[Items start]

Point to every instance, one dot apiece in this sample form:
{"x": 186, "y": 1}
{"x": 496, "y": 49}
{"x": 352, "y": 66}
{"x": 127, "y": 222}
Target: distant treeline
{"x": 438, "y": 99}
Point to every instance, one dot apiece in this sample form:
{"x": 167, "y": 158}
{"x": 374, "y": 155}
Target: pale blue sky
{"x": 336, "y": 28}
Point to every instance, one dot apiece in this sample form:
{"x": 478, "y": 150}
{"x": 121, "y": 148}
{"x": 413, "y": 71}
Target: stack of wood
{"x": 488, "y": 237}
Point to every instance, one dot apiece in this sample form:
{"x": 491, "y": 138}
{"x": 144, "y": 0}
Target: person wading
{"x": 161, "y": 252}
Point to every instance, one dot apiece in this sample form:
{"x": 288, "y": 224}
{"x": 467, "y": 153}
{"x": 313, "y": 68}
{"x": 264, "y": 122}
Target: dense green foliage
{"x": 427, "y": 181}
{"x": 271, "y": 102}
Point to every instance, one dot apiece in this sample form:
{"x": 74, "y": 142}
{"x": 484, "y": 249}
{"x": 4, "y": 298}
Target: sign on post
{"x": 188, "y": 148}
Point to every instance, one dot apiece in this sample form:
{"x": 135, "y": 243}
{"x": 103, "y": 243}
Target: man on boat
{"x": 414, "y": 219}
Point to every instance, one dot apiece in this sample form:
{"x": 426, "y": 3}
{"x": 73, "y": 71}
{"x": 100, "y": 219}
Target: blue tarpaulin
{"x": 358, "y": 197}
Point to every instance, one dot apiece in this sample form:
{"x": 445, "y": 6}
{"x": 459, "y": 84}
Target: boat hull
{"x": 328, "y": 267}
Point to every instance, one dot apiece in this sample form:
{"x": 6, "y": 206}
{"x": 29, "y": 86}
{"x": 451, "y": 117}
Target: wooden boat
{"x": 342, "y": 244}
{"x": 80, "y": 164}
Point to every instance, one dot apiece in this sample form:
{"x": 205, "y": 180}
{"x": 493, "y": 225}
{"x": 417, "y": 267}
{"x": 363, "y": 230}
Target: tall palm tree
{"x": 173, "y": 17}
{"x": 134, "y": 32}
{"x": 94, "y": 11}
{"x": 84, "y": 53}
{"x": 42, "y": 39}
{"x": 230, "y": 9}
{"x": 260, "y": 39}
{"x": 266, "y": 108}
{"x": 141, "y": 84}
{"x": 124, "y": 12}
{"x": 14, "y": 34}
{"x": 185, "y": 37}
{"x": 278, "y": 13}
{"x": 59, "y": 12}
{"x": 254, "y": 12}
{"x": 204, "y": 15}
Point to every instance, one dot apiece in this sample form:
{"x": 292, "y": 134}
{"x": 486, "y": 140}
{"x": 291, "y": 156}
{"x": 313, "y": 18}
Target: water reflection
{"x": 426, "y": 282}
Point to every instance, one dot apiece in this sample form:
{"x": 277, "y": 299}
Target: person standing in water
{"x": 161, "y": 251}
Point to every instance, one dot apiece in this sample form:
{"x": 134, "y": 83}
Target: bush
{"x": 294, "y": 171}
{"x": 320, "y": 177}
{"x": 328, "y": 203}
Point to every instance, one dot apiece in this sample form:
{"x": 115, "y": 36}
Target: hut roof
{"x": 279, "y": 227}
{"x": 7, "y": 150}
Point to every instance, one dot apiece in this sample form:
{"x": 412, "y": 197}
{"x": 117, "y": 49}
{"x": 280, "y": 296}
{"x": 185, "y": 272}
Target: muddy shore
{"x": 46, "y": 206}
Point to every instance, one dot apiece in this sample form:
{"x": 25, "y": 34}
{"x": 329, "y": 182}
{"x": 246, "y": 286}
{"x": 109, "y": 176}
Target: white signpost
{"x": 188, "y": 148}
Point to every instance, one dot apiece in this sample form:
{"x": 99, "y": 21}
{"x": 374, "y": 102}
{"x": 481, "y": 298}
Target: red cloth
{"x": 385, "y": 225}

[Items end]

Exercise description: Set down the material above again, word for word.

Solution to this exercise:
Point to every instance, one dot apiece in this sample form:
{"x": 186, "y": 1}
{"x": 496, "y": 49}
{"x": 352, "y": 66}
{"x": 127, "y": 222}
Target: distant treeline
{"x": 438, "y": 99}
Point to every instance, one dot apiece in this sample form:
{"x": 167, "y": 158}
{"x": 374, "y": 155}
Target: pale blue sky
{"x": 336, "y": 28}
Point to every instance, one dot apiece in this sample form:
{"x": 478, "y": 150}
{"x": 121, "y": 148}
{"x": 413, "y": 71}
Target: stack of wood
{"x": 488, "y": 237}
Point to every instance, one dot apiece in this sample form:
{"x": 491, "y": 138}
{"x": 144, "y": 0}
Target: person wading
{"x": 161, "y": 252}
Point to every instance, one dot apiece in this sample form:
{"x": 288, "y": 224}
{"x": 467, "y": 153}
{"x": 313, "y": 68}
{"x": 264, "y": 122}
Target: dense green foliage
{"x": 427, "y": 181}
{"x": 271, "y": 102}
Point to every instance, one dot apiece in this sample form:
{"x": 74, "y": 142}
{"x": 484, "y": 249}
{"x": 4, "y": 298}
Target: sign on post
{"x": 188, "y": 148}
Point to every instance, one dot apiece in this sample form:
{"x": 135, "y": 243}
{"x": 103, "y": 243}
Target: man on boat
{"x": 414, "y": 219}
Point to every instance, one dot apiece in this sample form:
{"x": 426, "y": 3}
{"x": 73, "y": 71}
{"x": 100, "y": 219}
Target: blue tarpaulin
{"x": 358, "y": 197}
Point to every instance, one dot apiece in this sample form:
{"x": 445, "y": 6}
{"x": 459, "y": 84}
Target: boat hull
{"x": 328, "y": 267}
Point to every instance, one dot apiece in this sample form:
{"x": 6, "y": 206}
{"x": 29, "y": 86}
{"x": 451, "y": 117}
Target: wooden boat
{"x": 342, "y": 244}
{"x": 80, "y": 164}
Point to every instance, one dot apiece in this sample form:
{"x": 205, "y": 180}
{"x": 493, "y": 225}
{"x": 417, "y": 267}
{"x": 363, "y": 230}
Target: tall palm tree
{"x": 173, "y": 17}
{"x": 134, "y": 32}
{"x": 94, "y": 11}
{"x": 84, "y": 53}
{"x": 42, "y": 39}
{"x": 230, "y": 9}
{"x": 260, "y": 39}
{"x": 266, "y": 108}
{"x": 141, "y": 84}
{"x": 124, "y": 12}
{"x": 14, "y": 34}
{"x": 185, "y": 37}
{"x": 278, "y": 13}
{"x": 59, "y": 12}
{"x": 254, "y": 12}
{"x": 204, "y": 15}
Point to every instance, one dot apiece in this sample form:
{"x": 292, "y": 134}
{"x": 486, "y": 140}
{"x": 291, "y": 156}
{"x": 313, "y": 18}
Target: water reflection
{"x": 426, "y": 282}
Point to every instance, one dot apiece in this sample form:
{"x": 277, "y": 299}
Target: person standing in water
{"x": 161, "y": 251}
Point to every instance, one dot apiece in this sample form:
{"x": 134, "y": 83}
Target: bush
{"x": 294, "y": 171}
{"x": 320, "y": 177}
{"x": 328, "y": 203}
Point to every instance, one dot apiece in this sample form:
{"x": 115, "y": 36}
Target: hut roof
{"x": 279, "y": 227}
{"x": 7, "y": 150}
Point to every instance, one dot apiece in this sample form:
{"x": 412, "y": 197}
{"x": 117, "y": 49}
{"x": 280, "y": 296}
{"x": 185, "y": 272}
Target: muddy shore
{"x": 46, "y": 206}
Point to every instance, one dot apiece in this sample form:
{"x": 25, "y": 34}
{"x": 329, "y": 182}
{"x": 246, "y": 286}
{"x": 109, "y": 176}
Target: white signpost
{"x": 188, "y": 148}
Point to every instance, one dot apiece in this sample form:
{"x": 99, "y": 21}
{"x": 374, "y": 102}
{"x": 481, "y": 298}
Target: red cloth
{"x": 385, "y": 225}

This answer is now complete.